§ TASK TO CARRY OUT: For the word "wire", give the number of lines in these entries that contain it, with nothing else.

▬▬▬▬▬▬▬▬▬▬

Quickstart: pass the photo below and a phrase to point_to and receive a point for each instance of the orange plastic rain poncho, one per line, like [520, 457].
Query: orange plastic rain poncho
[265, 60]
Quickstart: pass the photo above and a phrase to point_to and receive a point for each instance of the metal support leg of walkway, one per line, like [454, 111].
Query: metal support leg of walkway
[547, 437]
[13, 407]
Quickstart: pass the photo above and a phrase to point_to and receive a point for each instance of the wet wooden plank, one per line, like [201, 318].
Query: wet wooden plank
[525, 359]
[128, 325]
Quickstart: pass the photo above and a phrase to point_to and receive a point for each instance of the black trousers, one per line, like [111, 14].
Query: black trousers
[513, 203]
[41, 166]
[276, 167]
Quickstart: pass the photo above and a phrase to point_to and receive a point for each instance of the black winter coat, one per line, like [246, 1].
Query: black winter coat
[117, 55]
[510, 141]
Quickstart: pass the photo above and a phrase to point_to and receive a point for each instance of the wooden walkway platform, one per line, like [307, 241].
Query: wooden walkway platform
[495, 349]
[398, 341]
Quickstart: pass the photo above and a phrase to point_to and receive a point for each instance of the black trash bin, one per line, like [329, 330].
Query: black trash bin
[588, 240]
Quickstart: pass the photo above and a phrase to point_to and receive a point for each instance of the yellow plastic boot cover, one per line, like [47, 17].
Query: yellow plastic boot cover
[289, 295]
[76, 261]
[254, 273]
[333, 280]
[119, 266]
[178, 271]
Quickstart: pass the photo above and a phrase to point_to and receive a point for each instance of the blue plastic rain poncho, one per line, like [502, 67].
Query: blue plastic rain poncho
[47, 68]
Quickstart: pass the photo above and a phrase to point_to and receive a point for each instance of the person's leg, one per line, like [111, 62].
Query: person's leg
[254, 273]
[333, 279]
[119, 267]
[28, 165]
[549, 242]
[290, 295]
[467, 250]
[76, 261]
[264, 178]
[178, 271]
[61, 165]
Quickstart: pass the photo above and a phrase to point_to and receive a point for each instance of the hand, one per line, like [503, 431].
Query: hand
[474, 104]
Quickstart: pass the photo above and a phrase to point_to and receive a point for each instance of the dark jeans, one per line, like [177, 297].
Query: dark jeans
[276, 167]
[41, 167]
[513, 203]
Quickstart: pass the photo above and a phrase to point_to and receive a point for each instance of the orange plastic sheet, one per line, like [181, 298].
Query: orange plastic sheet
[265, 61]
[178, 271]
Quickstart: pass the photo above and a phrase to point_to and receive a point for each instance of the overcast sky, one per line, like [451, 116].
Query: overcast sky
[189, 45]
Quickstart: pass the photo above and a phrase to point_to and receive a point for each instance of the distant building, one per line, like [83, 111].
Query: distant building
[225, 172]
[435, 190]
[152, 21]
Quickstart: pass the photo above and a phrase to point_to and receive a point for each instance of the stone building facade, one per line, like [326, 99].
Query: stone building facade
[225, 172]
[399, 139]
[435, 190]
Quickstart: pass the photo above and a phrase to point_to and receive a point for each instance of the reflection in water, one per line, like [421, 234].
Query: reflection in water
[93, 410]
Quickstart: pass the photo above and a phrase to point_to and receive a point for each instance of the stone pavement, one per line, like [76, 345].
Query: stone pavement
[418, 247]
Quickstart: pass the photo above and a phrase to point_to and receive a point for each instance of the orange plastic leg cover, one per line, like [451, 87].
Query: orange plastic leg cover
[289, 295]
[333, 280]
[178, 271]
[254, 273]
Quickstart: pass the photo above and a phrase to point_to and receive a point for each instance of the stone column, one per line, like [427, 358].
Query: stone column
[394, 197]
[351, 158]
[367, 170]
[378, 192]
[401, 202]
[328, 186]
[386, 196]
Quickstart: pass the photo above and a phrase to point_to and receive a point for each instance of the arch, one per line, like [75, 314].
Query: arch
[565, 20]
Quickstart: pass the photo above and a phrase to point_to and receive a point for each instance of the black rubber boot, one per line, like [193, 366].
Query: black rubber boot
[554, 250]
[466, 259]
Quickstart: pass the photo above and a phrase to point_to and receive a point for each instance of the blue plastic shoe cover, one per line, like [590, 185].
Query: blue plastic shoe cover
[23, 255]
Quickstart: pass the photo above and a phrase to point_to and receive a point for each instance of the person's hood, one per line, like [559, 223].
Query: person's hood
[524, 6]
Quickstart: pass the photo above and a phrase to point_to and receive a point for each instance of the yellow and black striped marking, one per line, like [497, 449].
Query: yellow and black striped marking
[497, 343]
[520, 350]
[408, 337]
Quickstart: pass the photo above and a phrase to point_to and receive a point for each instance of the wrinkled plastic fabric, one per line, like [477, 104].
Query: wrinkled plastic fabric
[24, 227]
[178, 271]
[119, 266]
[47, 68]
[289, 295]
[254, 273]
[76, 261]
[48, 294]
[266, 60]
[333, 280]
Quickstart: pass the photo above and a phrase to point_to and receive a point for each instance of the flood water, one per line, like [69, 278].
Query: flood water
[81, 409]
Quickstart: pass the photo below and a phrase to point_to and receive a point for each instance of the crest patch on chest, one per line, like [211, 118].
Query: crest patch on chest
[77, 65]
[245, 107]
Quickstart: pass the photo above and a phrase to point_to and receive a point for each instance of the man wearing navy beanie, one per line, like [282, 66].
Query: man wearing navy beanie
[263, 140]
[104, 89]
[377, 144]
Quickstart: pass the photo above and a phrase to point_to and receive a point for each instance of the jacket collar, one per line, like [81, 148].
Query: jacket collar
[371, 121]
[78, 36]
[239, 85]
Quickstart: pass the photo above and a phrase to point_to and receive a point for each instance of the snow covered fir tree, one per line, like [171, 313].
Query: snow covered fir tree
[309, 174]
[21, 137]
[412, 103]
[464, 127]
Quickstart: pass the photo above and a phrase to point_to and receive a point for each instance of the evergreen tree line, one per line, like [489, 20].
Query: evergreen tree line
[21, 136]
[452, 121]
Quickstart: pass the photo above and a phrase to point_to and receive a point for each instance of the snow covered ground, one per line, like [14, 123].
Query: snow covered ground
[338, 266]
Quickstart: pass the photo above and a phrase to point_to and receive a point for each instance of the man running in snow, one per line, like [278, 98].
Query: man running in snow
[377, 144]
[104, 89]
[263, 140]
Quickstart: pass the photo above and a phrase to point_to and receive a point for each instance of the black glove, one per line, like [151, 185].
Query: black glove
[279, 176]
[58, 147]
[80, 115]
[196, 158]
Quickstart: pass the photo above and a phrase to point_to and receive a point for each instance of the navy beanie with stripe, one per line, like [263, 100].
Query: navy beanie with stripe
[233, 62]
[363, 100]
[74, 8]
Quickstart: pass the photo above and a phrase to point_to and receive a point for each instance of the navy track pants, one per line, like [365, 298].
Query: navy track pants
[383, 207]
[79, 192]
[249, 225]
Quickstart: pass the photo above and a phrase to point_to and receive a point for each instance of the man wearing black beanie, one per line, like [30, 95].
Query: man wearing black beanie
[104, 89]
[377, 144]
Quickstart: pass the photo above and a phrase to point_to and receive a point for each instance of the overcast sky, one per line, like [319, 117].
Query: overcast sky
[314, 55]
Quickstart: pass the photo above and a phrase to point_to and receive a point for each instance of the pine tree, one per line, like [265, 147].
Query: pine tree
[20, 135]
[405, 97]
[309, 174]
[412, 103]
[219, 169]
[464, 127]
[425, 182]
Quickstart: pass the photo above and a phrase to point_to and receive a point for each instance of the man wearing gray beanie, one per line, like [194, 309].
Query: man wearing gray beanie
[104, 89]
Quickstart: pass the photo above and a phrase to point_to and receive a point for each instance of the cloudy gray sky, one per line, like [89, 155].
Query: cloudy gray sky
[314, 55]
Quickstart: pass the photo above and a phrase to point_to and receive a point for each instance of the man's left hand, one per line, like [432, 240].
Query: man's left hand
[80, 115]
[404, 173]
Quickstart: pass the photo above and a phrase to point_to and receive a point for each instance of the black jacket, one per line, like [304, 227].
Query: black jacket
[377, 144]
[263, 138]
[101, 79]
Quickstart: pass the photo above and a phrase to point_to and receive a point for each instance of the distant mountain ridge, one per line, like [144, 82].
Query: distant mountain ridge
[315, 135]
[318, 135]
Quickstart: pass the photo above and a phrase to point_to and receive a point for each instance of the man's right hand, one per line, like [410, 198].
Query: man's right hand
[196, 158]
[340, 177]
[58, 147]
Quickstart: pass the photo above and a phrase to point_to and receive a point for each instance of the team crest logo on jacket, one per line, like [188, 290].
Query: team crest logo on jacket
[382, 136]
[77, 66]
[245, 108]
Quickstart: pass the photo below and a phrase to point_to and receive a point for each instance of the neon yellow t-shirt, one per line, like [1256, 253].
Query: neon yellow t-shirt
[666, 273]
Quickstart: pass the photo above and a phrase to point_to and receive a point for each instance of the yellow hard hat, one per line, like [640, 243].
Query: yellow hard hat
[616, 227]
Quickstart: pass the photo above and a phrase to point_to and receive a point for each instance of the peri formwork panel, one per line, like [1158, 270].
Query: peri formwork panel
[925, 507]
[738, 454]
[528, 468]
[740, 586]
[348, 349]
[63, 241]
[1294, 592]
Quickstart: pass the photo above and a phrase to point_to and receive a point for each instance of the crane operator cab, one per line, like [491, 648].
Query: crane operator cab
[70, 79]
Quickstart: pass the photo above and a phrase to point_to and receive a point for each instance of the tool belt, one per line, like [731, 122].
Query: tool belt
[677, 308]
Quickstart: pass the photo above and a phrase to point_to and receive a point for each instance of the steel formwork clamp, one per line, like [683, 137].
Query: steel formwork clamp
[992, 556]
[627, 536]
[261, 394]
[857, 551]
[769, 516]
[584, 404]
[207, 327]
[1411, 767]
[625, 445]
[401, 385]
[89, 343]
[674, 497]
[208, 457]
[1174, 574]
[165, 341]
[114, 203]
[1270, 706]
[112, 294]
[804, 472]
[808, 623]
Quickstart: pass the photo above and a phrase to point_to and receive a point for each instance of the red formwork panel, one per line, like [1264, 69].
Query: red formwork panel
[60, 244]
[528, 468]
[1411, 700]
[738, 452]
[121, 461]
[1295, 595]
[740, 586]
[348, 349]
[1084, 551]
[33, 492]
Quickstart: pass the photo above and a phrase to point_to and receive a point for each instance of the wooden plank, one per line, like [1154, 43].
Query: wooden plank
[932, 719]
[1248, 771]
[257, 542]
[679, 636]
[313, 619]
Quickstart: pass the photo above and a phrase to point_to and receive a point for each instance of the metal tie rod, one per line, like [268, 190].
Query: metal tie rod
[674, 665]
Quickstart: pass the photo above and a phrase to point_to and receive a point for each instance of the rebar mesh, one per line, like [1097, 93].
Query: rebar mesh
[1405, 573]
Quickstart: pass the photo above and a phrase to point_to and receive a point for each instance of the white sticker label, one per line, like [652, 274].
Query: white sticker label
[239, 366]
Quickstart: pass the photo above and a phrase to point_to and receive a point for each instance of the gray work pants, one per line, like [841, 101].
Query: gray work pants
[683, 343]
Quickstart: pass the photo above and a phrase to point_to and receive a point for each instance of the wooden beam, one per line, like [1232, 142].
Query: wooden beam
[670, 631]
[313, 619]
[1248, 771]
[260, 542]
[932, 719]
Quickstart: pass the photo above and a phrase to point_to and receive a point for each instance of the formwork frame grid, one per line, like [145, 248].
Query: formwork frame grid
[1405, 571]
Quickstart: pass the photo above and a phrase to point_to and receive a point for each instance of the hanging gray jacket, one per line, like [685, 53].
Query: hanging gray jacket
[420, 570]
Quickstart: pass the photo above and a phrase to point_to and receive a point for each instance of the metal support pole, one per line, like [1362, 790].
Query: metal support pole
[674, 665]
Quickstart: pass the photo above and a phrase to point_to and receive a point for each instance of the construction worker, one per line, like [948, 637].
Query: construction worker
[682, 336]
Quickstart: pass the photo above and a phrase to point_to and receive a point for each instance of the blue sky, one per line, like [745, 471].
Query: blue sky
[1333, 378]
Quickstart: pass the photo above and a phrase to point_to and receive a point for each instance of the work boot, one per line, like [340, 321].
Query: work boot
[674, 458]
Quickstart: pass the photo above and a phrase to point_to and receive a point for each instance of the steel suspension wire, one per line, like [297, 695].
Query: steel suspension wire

▬▬▬▬▬▬▬▬▬▬

§ EXERCISE ANSWER: 2